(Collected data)

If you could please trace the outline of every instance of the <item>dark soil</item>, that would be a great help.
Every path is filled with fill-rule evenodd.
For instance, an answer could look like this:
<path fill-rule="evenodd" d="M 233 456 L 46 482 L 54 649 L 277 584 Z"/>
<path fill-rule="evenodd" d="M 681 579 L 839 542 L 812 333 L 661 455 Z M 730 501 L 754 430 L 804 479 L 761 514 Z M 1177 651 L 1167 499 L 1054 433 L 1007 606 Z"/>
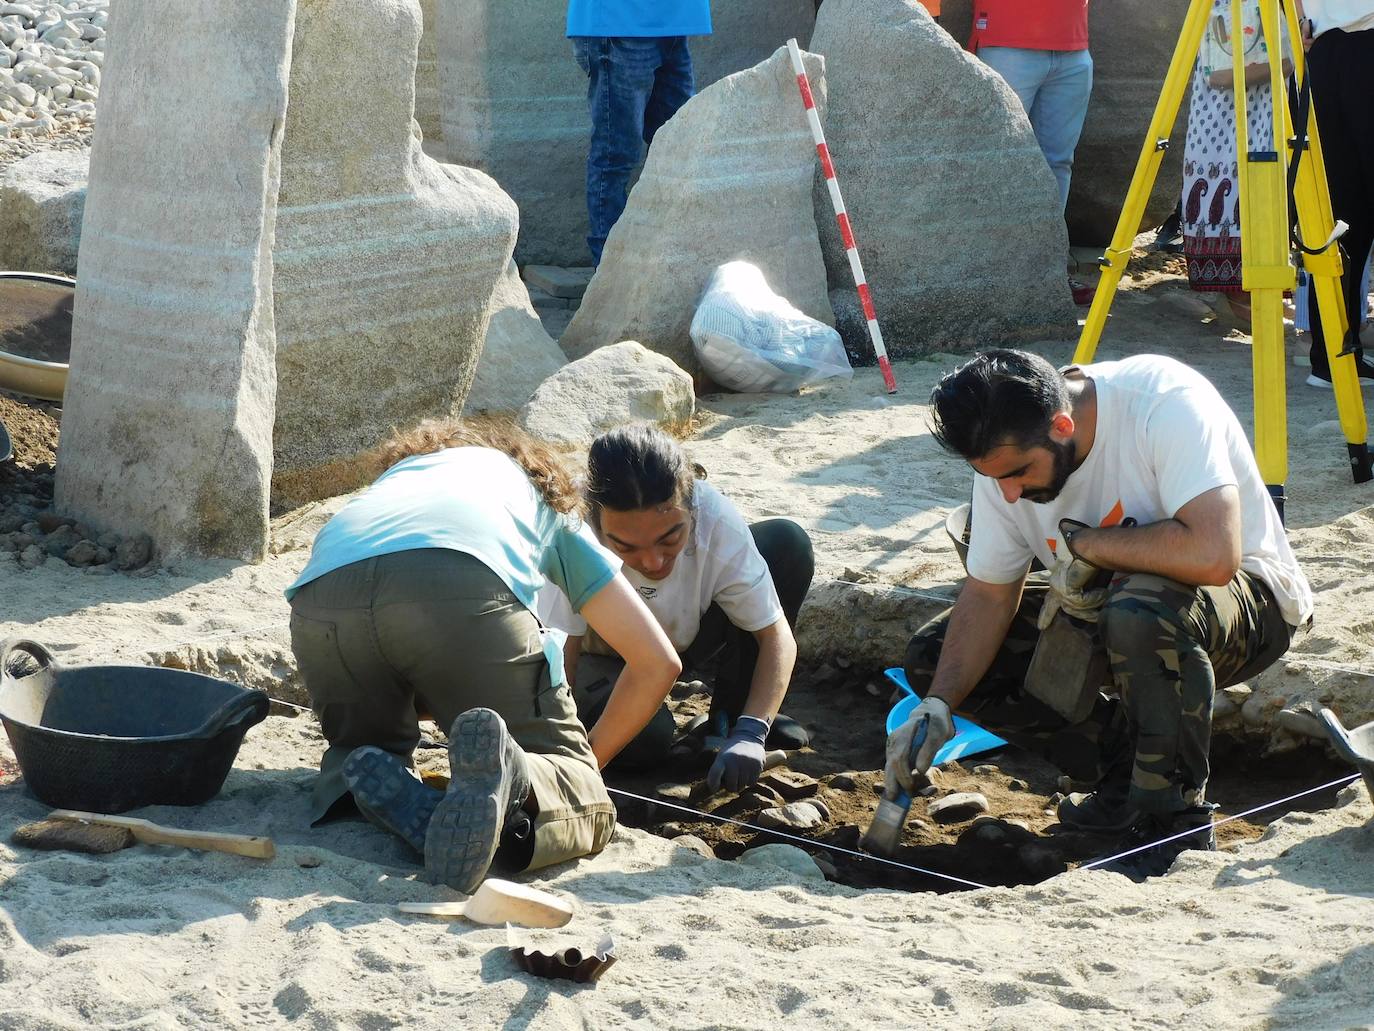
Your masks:
<path fill-rule="evenodd" d="M 871 859 L 845 855 L 857 850 L 859 838 L 877 808 L 882 788 L 883 726 L 889 708 L 886 681 L 846 676 L 823 669 L 827 682 L 795 682 L 785 711 L 801 721 L 812 735 L 811 746 L 792 753 L 788 769 L 818 782 L 814 797 L 830 811 L 831 819 L 817 830 L 798 832 L 814 843 L 806 847 L 822 860 L 827 876 L 854 887 L 884 887 L 917 891 L 958 890 L 957 884 L 908 872 Z M 839 682 L 836 682 L 839 681 Z M 870 688 L 869 685 L 872 685 Z M 876 690 L 875 695 L 873 691 Z M 704 712 L 709 695 L 673 702 L 681 726 Z M 1222 739 L 1213 745 L 1213 780 L 1208 794 L 1220 804 L 1218 818 L 1325 783 L 1348 772 L 1317 748 L 1273 760 L 1259 760 L 1254 746 Z M 755 823 L 760 810 L 784 804 L 750 791 L 740 796 L 706 797 L 707 760 L 678 760 L 652 773 L 607 772 L 607 784 L 653 798 L 661 785 L 689 785 L 691 796 L 682 803 L 717 816 Z M 1054 815 L 1054 797 L 1064 788 L 1087 790 L 1089 785 L 1064 782 L 1057 769 L 1038 756 L 1013 746 L 949 763 L 937 771 L 938 790 L 912 805 L 897 862 L 951 874 L 980 884 L 1034 884 L 1065 869 L 1118 851 L 1120 836 L 1084 834 L 1063 829 Z M 850 786 L 852 784 L 852 787 Z M 976 791 L 989 803 L 987 815 L 949 824 L 927 814 L 935 798 L 953 792 Z M 1218 846 L 1233 848 L 1258 838 L 1270 821 L 1295 809 L 1317 810 L 1334 804 L 1335 790 L 1288 803 L 1228 823 L 1217 830 Z M 767 830 L 751 830 L 702 819 L 659 803 L 615 798 L 623 822 L 666 837 L 691 834 L 707 842 L 722 859 L 746 849 L 785 841 Z"/>
<path fill-rule="evenodd" d="M 0 392 L 0 423 L 14 457 L 0 462 L 0 561 L 36 569 L 63 561 L 95 575 L 152 572 L 144 536 L 100 533 L 53 510 L 61 409 Z"/>

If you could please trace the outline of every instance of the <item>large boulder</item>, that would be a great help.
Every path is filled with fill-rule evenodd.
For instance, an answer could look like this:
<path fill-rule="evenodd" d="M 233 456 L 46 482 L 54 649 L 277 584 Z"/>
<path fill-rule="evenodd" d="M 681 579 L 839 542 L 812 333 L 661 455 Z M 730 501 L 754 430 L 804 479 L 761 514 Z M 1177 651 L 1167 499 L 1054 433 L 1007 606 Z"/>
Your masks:
<path fill-rule="evenodd" d="M 296 16 L 275 252 L 279 505 L 352 489 L 394 428 L 462 410 L 515 243 L 510 198 L 411 131 L 420 21 L 418 0 L 312 0 Z"/>
<path fill-rule="evenodd" d="M 520 425 L 543 440 L 586 447 L 627 422 L 685 433 L 696 410 L 692 377 L 633 340 L 565 365 L 535 390 Z"/>
<path fill-rule="evenodd" d="M 540 383 L 567 364 L 511 261 L 492 298 L 487 342 L 463 413 L 519 411 Z"/>
<path fill-rule="evenodd" d="M 944 0 L 941 9 L 941 24 L 961 43 L 969 37 L 973 6 L 973 0 Z M 1112 238 L 1187 11 L 1188 0 L 1088 6 L 1093 95 L 1074 154 L 1066 216 L 1075 244 L 1097 247 Z M 1185 97 L 1137 229 L 1159 225 L 1178 203 L 1187 124 Z"/>
<path fill-rule="evenodd" d="M 918 0 L 826 0 L 811 45 L 825 55 L 826 136 L 888 351 L 1070 330 L 1058 187 L 1001 76 Z M 815 205 L 841 335 L 871 356 L 819 176 Z"/>
<path fill-rule="evenodd" d="M 76 274 L 89 150 L 40 151 L 0 170 L 0 268 Z"/>
<path fill-rule="evenodd" d="M 564 35 L 566 0 L 435 2 L 448 159 L 489 173 L 515 198 L 522 266 L 587 264 L 591 122 L 587 78 Z M 789 36 L 805 46 L 815 18 L 813 0 L 713 7 L 715 33 L 690 43 L 698 89 L 752 67 Z"/>
<path fill-rule="evenodd" d="M 805 57 L 818 105 L 824 63 Z M 638 340 L 696 372 L 688 328 L 717 266 L 757 265 L 833 325 L 816 236 L 816 151 L 785 47 L 707 87 L 660 131 L 601 265 L 559 343 L 571 356 Z"/>
<path fill-rule="evenodd" d="M 56 504 L 163 558 L 267 547 L 294 14 L 139 0 L 109 19 Z M 149 97 L 178 99 L 149 117 Z"/>

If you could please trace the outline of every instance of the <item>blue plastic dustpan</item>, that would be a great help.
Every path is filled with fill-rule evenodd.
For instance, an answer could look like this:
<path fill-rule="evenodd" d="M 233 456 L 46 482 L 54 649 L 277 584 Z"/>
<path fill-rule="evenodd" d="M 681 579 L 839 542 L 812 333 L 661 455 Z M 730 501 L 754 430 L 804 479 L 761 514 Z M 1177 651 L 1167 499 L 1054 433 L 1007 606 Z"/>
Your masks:
<path fill-rule="evenodd" d="M 892 711 L 887 714 L 887 732 L 891 734 L 903 723 L 911 718 L 911 712 L 916 706 L 921 704 L 921 699 L 916 692 L 911 689 L 911 685 L 906 682 L 906 671 L 894 666 L 885 671 L 887 679 L 906 692 L 906 697 L 892 707 Z M 935 753 L 935 761 L 932 765 L 939 766 L 942 762 L 950 759 L 965 759 L 971 755 L 981 755 L 983 752 L 991 752 L 994 748 L 1001 748 L 1006 742 L 989 730 L 984 730 L 978 724 L 964 719 L 962 716 L 954 717 L 954 737 L 945 742 L 945 746 Z"/>

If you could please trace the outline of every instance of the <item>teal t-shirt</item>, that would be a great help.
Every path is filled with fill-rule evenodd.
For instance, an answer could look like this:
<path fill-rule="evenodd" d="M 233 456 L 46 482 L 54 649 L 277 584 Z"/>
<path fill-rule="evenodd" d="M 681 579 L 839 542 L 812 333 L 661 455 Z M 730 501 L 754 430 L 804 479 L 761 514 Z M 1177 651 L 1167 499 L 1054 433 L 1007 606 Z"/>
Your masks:
<path fill-rule="evenodd" d="M 568 0 L 569 36 L 709 36 L 711 0 Z"/>
<path fill-rule="evenodd" d="M 580 610 L 620 571 L 619 559 L 591 530 L 550 508 L 509 457 L 449 448 L 398 462 L 340 509 L 316 536 L 286 597 L 354 562 L 421 548 L 472 555 L 531 612 L 546 581 Z M 562 683 L 561 635 L 544 634 L 544 655 L 553 683 Z"/>

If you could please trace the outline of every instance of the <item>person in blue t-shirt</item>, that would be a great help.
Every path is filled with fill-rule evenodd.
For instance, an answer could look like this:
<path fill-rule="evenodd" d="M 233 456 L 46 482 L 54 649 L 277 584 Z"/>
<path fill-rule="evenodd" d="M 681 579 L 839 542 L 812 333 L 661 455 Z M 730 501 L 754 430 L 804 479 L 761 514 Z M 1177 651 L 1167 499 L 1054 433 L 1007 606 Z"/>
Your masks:
<path fill-rule="evenodd" d="M 696 92 L 687 37 L 710 34 L 711 0 L 568 0 L 568 37 L 587 74 L 592 119 L 587 246 L 594 265 L 625 210 L 644 144 Z"/>
<path fill-rule="evenodd" d="M 471 893 L 495 862 L 537 869 L 598 852 L 615 808 L 600 768 L 648 723 L 681 663 L 582 522 L 547 446 L 513 426 L 424 423 L 315 538 L 287 588 L 291 647 L 329 747 L 312 819 L 351 795 L 370 821 Z M 532 613 L 562 590 L 626 658 L 590 733 L 561 635 Z M 411 772 L 421 714 L 449 732 L 447 792 Z"/>

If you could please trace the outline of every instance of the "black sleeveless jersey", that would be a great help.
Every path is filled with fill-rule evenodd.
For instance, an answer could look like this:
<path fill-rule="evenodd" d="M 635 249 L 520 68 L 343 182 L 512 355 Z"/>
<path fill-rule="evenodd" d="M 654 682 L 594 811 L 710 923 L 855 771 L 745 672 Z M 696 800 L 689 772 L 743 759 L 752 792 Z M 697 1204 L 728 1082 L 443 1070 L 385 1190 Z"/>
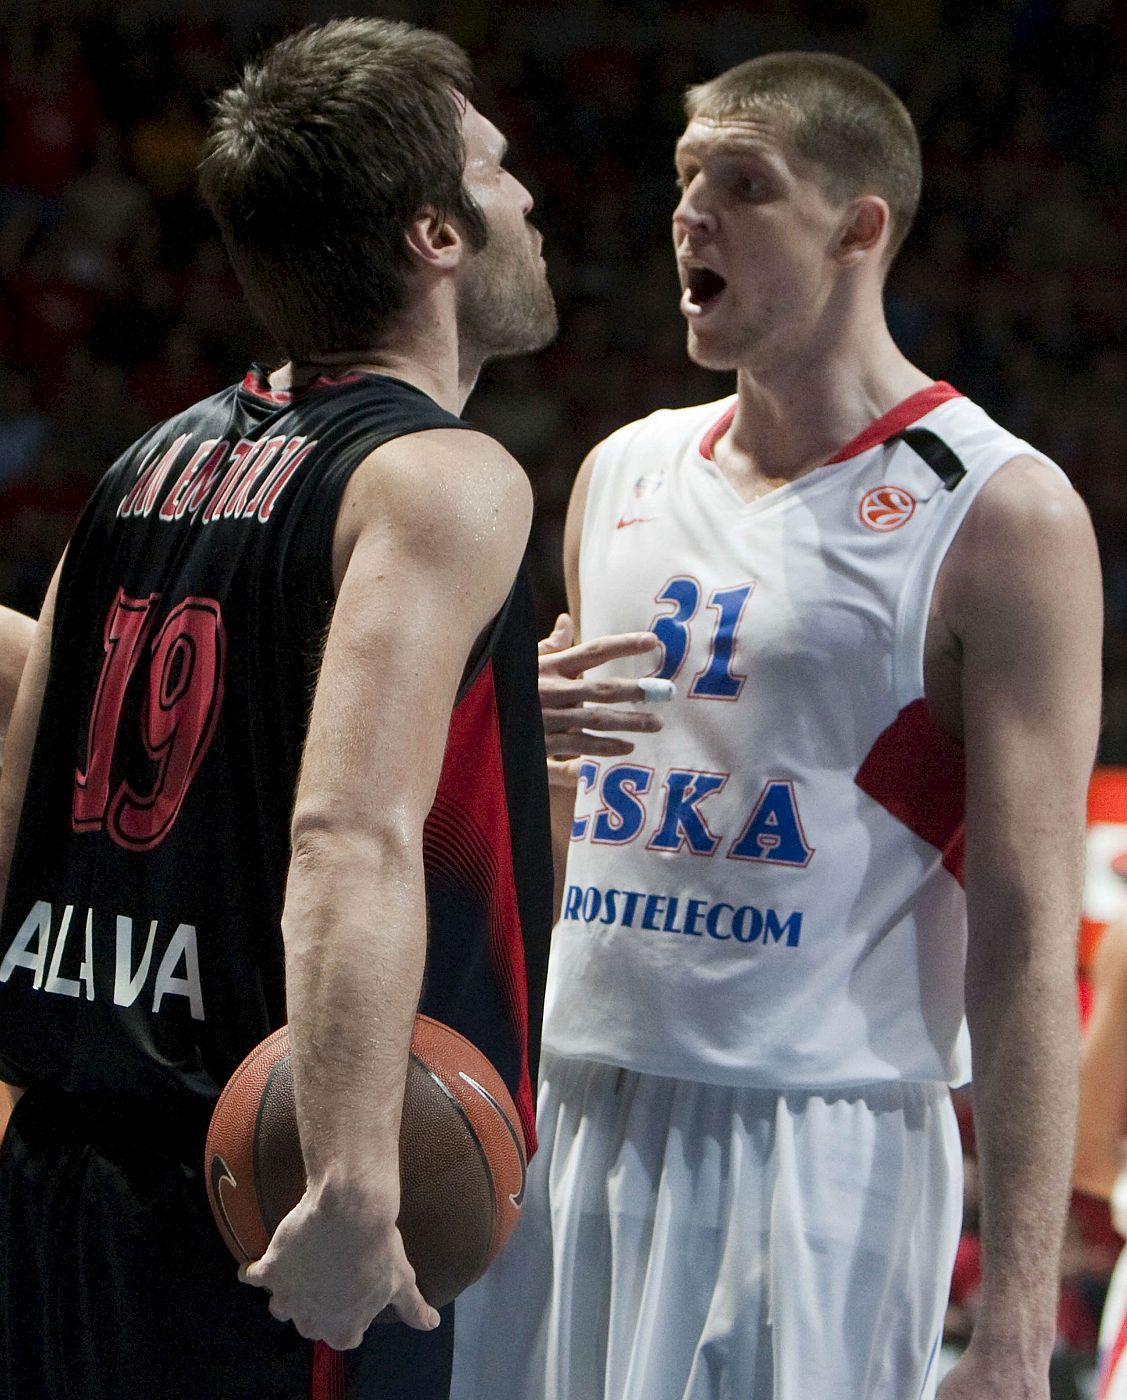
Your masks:
<path fill-rule="evenodd" d="M 102 480 L 60 579 L 0 922 L 0 1078 L 202 1114 L 284 1022 L 341 495 L 381 443 L 466 426 L 384 376 L 291 397 L 256 367 Z M 451 715 L 420 1006 L 485 1051 L 530 1143 L 552 885 L 535 654 L 522 567 Z"/>

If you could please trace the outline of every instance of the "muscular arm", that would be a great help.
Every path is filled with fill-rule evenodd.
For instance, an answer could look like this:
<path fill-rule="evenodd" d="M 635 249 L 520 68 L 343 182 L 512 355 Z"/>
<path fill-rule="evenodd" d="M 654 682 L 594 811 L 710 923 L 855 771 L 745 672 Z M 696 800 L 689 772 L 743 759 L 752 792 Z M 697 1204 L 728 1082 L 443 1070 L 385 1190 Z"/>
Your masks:
<path fill-rule="evenodd" d="M 338 1347 L 389 1301 L 416 1326 L 437 1320 L 395 1229 L 427 941 L 422 831 L 463 669 L 530 516 L 516 464 L 464 431 L 381 448 L 341 507 L 282 917 L 308 1189 L 246 1275 L 276 1316 Z"/>
<path fill-rule="evenodd" d="M 962 657 L 966 1003 L 984 1245 L 970 1352 L 941 1394 L 1047 1400 L 1100 704 L 1099 570 L 1079 498 L 1033 459 L 1008 464 L 952 546 L 939 599 Z"/>
<path fill-rule="evenodd" d="M 1127 920 L 1112 924 L 1100 939 L 1092 990 L 1072 1184 L 1107 1200 L 1123 1166 L 1127 1133 Z"/>

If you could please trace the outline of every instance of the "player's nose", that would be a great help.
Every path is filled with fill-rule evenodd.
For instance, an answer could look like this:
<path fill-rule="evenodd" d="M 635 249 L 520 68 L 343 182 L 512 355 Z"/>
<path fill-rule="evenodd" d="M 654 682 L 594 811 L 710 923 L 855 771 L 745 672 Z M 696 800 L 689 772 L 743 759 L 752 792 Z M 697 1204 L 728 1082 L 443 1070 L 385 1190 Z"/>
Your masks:
<path fill-rule="evenodd" d="M 712 233 L 715 227 L 716 217 L 707 194 L 694 180 L 681 191 L 681 198 L 673 211 L 673 236 L 680 241 L 686 235 Z"/>
<path fill-rule="evenodd" d="M 536 201 L 532 198 L 532 195 L 529 193 L 528 189 L 521 184 L 521 182 L 517 179 L 515 175 L 510 175 L 509 178 L 516 186 L 516 195 L 517 199 L 520 202 L 520 211 L 527 219 L 529 214 L 531 214 L 533 209 L 536 207 Z"/>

**TASK ITEM:** Please go through the data above and copy each line containing the word "shirt".

**SOLUTION:**
If you could please trace the outline of every instance of the <item>teal t-shirt</item>, that would be a great help.
If you could please trace the outline of every instance of the <item>person in blue t-shirt</item>, that would be a great help.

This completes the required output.